WORK REQUIRED:
Reproduce every one of the rows below word for word, omitting the pictures.

EXCERPTED DATA:

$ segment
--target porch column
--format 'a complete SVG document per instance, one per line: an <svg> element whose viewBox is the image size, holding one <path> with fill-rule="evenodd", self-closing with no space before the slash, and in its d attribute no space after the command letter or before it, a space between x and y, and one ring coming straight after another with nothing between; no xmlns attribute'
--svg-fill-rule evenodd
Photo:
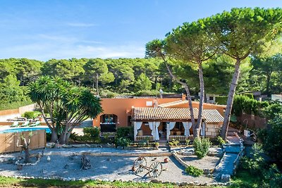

RESULT FOR THIS TASK:
$ segment
--target porch column
--format 'a complete SVG document per instance, one per line: an <svg> element whose viewBox is the image size, holding one <path> with fill-rule="evenodd", self-closing with no space before the slash, and in its d attribute no space after the command letter or before it, a space between x and y, and one ring coming straight after another with nothing between; no xmlns attribute'
--svg-fill-rule evenodd
Photo:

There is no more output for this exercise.